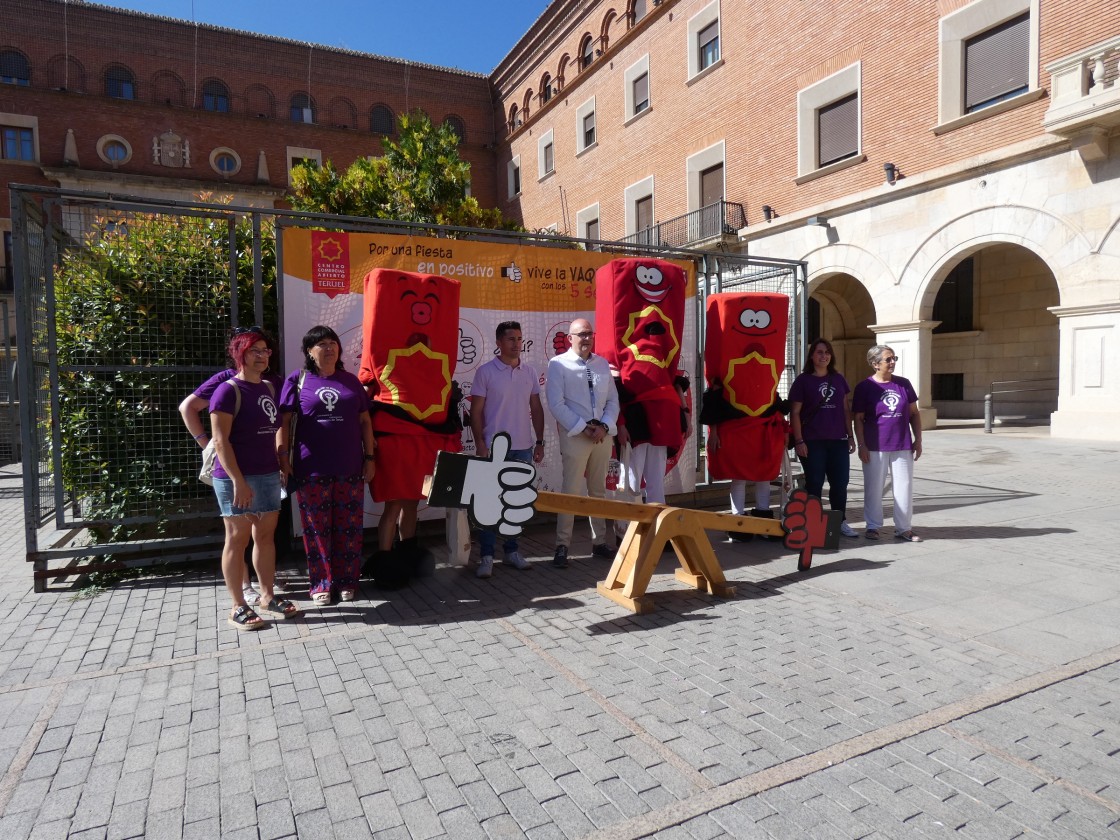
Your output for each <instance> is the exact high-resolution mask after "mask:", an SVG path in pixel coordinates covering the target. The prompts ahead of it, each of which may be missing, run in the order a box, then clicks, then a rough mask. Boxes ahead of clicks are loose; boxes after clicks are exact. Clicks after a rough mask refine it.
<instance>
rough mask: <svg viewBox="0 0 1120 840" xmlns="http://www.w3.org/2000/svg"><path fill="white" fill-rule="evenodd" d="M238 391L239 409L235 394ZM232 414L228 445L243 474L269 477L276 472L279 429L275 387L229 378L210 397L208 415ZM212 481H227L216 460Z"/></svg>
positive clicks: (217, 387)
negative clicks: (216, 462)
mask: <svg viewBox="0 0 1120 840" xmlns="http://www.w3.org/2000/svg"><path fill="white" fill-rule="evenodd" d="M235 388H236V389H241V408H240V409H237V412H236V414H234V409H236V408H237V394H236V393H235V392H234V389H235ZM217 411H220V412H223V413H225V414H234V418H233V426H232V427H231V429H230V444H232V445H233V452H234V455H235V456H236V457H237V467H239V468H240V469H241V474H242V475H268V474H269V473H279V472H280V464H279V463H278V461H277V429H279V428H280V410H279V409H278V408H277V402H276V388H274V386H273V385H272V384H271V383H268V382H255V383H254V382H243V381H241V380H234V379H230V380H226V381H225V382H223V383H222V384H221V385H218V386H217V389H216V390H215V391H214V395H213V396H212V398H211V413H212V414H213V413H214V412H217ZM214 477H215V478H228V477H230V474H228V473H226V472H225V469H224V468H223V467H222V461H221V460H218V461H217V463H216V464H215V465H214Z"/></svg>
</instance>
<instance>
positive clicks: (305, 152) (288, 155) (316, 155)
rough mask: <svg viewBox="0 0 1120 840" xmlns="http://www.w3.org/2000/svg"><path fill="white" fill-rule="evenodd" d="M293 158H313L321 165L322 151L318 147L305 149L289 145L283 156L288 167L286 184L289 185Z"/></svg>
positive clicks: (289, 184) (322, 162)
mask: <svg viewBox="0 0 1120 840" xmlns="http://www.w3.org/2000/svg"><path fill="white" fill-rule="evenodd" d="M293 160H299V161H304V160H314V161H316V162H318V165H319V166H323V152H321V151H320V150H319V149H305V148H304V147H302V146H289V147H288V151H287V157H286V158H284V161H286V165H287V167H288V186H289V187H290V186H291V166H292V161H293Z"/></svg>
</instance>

Required work —
Search the entries for the word "rough". Copy every line where it occurs.

Answer for this exercise —
Your output for each <instance> is the exact high-resolution mask after "mask:", an SVG path in pixel coordinates covering the target. The prompts ahead of it, each of which may be missing, run in the order a box, then clicks, then a rough mask. Boxes ahead of clicks are loose; boxes after clicks are exact. Clicks after a rough mask refine it.
rough mask: <svg viewBox="0 0 1120 840" xmlns="http://www.w3.org/2000/svg"><path fill="white" fill-rule="evenodd" d="M238 391L239 409L235 394ZM232 414L228 445L243 474L269 477L276 472L279 429L275 387L229 378L210 397L208 415ZM212 481H227L216 460Z"/></svg>
rough mask: <svg viewBox="0 0 1120 840" xmlns="http://www.w3.org/2000/svg"><path fill="white" fill-rule="evenodd" d="M293 158H313L321 165L322 151L318 147L305 149L289 145L283 156L288 167L286 184L289 185Z"/></svg>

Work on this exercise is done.